Source extract

####

Some treats: the first of Anthony Trollope’s Palliser novels, CAN YOU FORGIVE HER? and Peggy Backman’s miscellany of stories, memoir, poems, and songs DID THAT REALLY HAPPEN? This is a wonderful entertainment: in the longest section, “Such Is Paradise,” a young woman takes boats and planes around various small Caribbean Islands and has near-catastrophic experiences but comes out with new understanding of people and places. There’s also a hilarious story about trying to scam the system and get an insurance company to pay for lost eye glasses. Since a police report is required, the narrator ends up feeling increasingly guilty– in the criminal as well as moral sense! It’s a small book, each story direct and sharply told. An engaging read, whether it really happened or not!

Another treat this summer was two visits to the Clark Museum in Williamstown, Massachusetts to see an exhibit comparing the work of Georgia O’Keeffe and Arthur Dove. Afterwards, I read couple of books on O’Keeffe, notably a good biography, FULL BLOOM: THE ART AND LIFE OF GEORGIA O'KEEFFE by Hunter Drohojowska-Philp. This answered a lot of my questions– especially delineated the complex relationship between O’Keeffe and Alfred Steiglitz, which was at once highly fruitful for her and psychologically destructive at times. The story of her last years– thirty or forty of them– is compelling, and sad only if you are looking for a happy ending to a human life, which is absurd given the end for all of us.

####

What to produce
Please output the reading notes above in full, word for word.

Portion of a data file:

####

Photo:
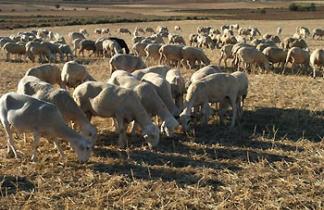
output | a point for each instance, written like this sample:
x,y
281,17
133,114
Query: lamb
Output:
x,y
49,73
124,105
177,83
296,56
70,111
86,91
34,48
126,62
76,35
14,48
162,70
139,49
318,32
211,89
54,48
275,55
226,53
192,55
317,59
149,30
150,99
170,53
152,52
250,55
29,114
203,72
74,74
163,89
67,51
124,31
279,31
87,44
111,48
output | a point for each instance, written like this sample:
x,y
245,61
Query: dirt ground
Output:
x,y
273,160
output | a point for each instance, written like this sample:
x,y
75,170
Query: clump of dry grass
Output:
x,y
274,159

####

Output below
Some treats: the first of Anthony Trollope’s Palliser novels, CAN YOU FORGIVE HER? and Peggy Backman’s miscellany of stories, memoir, poems, and songs DID THAT REALLY HAPPEN? This is a wonderful entertainment: in the longest section, “Such Is Paradise,” a young woman takes boats and planes around various small Caribbean Islands and has near-catastrophic experiences but comes out with new understanding of people and places. There’s also a hilarious story about trying to scam the system and get an insurance company to pay for lost eye glasses. Since a police report is required, the narrator ends up feeling increasingly guilty– in the criminal as well as moral sense! It’s a small book, each story direct and sharply told. An engaging read, whether it really happened or not!

Another treat this summer was two visits to the Clark Museum in Williamstown, Massachusetts to see an exhibit comparing the work of Georgia O’Keeffe and Arthur Dove. Afterwards, I read couple of books on O’Keeffe, notably a good biography, FULL BLOOM: THE ART AND LIFE OF GEORGIA O'KEEFFE by Hunter Drohojowska-Philp. This answered a lot of my questions– especially delineated the complex relationship between O’Keeffe and Alfred Steiglitz, which was at once highly fruitful for her and psychologically destructive at times. The story of her last years– thirty or forty of them– is compelling, and sad only if you are looking for a happy ending to a human life, which is absurd given the end for all of us.